Excerpts from segmentation records:
# # #

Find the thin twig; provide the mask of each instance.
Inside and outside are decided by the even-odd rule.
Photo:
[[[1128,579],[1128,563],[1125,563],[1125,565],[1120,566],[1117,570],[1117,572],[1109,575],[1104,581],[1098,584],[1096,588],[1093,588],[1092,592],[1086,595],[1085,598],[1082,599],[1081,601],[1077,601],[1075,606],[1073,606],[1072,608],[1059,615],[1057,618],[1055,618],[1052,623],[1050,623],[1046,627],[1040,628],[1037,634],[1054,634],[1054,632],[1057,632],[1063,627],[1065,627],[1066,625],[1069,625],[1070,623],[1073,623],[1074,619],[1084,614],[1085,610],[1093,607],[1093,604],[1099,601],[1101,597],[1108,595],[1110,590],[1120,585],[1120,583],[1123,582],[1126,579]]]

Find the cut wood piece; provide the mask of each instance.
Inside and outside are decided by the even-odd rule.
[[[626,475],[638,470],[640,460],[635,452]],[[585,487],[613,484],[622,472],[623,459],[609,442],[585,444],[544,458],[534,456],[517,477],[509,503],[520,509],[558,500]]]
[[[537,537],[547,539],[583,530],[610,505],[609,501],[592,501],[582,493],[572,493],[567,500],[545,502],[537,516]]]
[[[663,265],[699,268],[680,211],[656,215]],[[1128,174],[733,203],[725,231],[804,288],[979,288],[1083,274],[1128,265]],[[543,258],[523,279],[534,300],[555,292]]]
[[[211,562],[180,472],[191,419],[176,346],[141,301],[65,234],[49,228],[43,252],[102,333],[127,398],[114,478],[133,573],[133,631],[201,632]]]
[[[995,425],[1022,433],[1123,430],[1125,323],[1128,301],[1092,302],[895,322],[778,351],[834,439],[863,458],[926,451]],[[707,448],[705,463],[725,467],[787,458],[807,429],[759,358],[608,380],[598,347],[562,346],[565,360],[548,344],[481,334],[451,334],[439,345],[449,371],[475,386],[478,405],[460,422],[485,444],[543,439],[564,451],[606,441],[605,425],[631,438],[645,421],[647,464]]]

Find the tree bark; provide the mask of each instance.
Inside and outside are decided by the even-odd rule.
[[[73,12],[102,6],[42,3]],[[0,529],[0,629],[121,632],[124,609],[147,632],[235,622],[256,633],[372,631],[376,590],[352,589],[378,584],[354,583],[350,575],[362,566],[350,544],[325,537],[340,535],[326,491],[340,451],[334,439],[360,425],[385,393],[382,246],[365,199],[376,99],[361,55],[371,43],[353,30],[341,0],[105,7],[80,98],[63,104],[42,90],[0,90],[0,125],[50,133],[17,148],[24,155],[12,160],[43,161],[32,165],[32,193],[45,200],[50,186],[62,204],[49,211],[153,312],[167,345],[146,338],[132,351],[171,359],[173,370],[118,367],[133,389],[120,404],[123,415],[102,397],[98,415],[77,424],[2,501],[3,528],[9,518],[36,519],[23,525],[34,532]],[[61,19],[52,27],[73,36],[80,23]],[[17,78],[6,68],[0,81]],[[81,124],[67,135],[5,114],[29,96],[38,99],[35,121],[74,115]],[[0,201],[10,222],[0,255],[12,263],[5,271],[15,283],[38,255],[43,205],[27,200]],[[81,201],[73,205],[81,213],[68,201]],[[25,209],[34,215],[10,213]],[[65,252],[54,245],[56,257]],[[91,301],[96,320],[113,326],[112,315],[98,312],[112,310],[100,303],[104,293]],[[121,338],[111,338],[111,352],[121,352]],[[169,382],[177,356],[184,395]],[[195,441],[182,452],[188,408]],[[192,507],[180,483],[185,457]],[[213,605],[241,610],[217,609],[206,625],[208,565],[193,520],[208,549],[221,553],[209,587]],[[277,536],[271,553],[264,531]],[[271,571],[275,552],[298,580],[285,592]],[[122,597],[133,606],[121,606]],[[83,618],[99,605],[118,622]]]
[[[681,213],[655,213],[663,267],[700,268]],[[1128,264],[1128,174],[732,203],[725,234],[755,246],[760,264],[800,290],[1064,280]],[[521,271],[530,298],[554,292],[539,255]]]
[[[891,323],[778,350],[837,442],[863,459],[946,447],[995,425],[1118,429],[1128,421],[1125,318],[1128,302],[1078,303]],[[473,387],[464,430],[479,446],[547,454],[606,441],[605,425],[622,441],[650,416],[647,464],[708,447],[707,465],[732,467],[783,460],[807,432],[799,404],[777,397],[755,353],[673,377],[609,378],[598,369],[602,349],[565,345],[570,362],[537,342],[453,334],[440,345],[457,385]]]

# # #

• What is asked: Reproduce every line above without error.

• Written response:
Find the thin twig; provide the mask of each instance.
Inside and outside are decided by the even-odd rule.
Photo:
[[[1128,579],[1128,563],[1125,563],[1125,565],[1120,566],[1117,570],[1117,572],[1109,575],[1104,581],[1098,584],[1096,588],[1093,588],[1092,592],[1086,595],[1085,598],[1082,599],[1081,601],[1077,601],[1075,606],[1073,606],[1072,608],[1059,615],[1057,618],[1055,618],[1052,623],[1050,623],[1046,627],[1040,628],[1037,634],[1054,634],[1054,632],[1057,632],[1063,627],[1065,627],[1066,625],[1069,625],[1070,623],[1073,623],[1074,619],[1084,614],[1085,610],[1093,607],[1093,604],[1099,601],[1101,597],[1108,595],[1110,590],[1120,585],[1120,583],[1123,582],[1126,579]]]

Find the cut wood piece; provide the mask of each instance.
Inside and outside are decided by the even-odd rule.
[[[626,475],[638,470],[640,460],[635,452]],[[585,487],[613,484],[622,472],[623,459],[609,442],[585,444],[544,458],[534,456],[517,477],[509,503],[520,509],[558,500]]]
[[[537,537],[547,539],[583,530],[610,505],[609,501],[592,501],[582,493],[572,493],[567,500],[545,502],[537,516]]]
[[[663,265],[699,268],[680,211],[656,215]],[[1128,174],[733,203],[725,231],[804,288],[979,288],[1083,274],[1128,265]],[[543,258],[523,279],[534,300],[555,292]]]
[[[211,562],[180,472],[191,419],[176,346],[141,301],[65,234],[49,228],[43,252],[102,333],[127,398],[114,478],[133,573],[133,631],[201,632]]]
[[[995,425],[1022,433],[1123,430],[1125,323],[1128,301],[1092,302],[895,322],[778,351],[834,439],[863,458],[926,451]],[[707,448],[705,463],[725,467],[787,458],[807,429],[759,358],[608,380],[598,347],[562,346],[565,360],[548,344],[481,334],[451,334],[439,345],[449,371],[475,386],[478,405],[460,422],[485,444],[543,439],[564,451],[606,441],[605,425],[631,438],[645,421],[647,464]]]

Find the tree bark; provide the mask of each instance.
Inside and outside are decided by the even-odd rule.
[[[73,12],[102,6],[42,3]],[[0,529],[0,629],[121,632],[124,609],[147,632],[235,622],[256,633],[372,631],[376,590],[352,589],[378,584],[354,583],[350,575],[362,566],[350,544],[325,537],[340,535],[326,491],[340,451],[334,439],[360,425],[385,393],[382,246],[365,199],[376,99],[361,55],[371,43],[353,30],[341,0],[105,7],[80,98],[63,104],[42,90],[0,90],[0,125],[50,133],[17,148],[24,155],[12,160],[43,161],[32,165],[32,193],[45,200],[50,186],[62,204],[49,211],[153,312],[167,345],[146,338],[132,351],[171,359],[173,370],[118,367],[133,389],[120,404],[123,415],[102,397],[98,415],[77,424],[2,501],[3,528],[9,518],[36,519],[23,525],[34,532]],[[61,19],[52,27],[73,36],[80,23]],[[17,78],[6,68],[0,81]],[[81,124],[67,135],[5,114],[29,96],[38,99],[35,121],[74,115]],[[0,201],[10,222],[0,255],[12,263],[5,271],[15,283],[38,255],[43,205],[27,200]],[[81,201],[73,205],[81,213],[68,201]],[[25,209],[34,215],[10,213]],[[65,252],[54,245],[56,257]],[[91,301],[96,320],[113,326],[112,315],[98,312],[112,310],[100,303],[104,293]],[[121,338],[111,338],[111,352],[121,352]],[[169,382],[177,356],[184,395]],[[195,441],[182,452],[188,408]],[[192,507],[180,483],[185,457]],[[213,605],[241,610],[217,609],[206,625],[208,565],[193,520],[208,549],[221,553],[209,587]],[[277,536],[271,553],[264,531]],[[271,571],[275,552],[298,580],[285,592]],[[122,597],[133,606],[121,606]],[[83,618],[99,605],[118,622]]]
[[[681,213],[655,213],[663,267],[700,268]],[[1128,264],[1128,174],[732,203],[725,234],[755,246],[760,264],[800,290],[1064,280]],[[521,271],[530,298],[554,292],[539,255]]]
[[[891,323],[778,350],[837,442],[863,459],[946,447],[995,425],[1118,429],[1128,421],[1125,318],[1128,302],[1078,303]],[[473,387],[464,430],[479,446],[547,454],[606,441],[605,425],[622,441],[650,416],[647,464],[708,447],[707,465],[732,467],[783,460],[807,432],[799,404],[777,397],[755,353],[673,377],[609,378],[598,369],[602,349],[565,345],[570,362],[537,342],[453,334],[440,345],[457,385]]]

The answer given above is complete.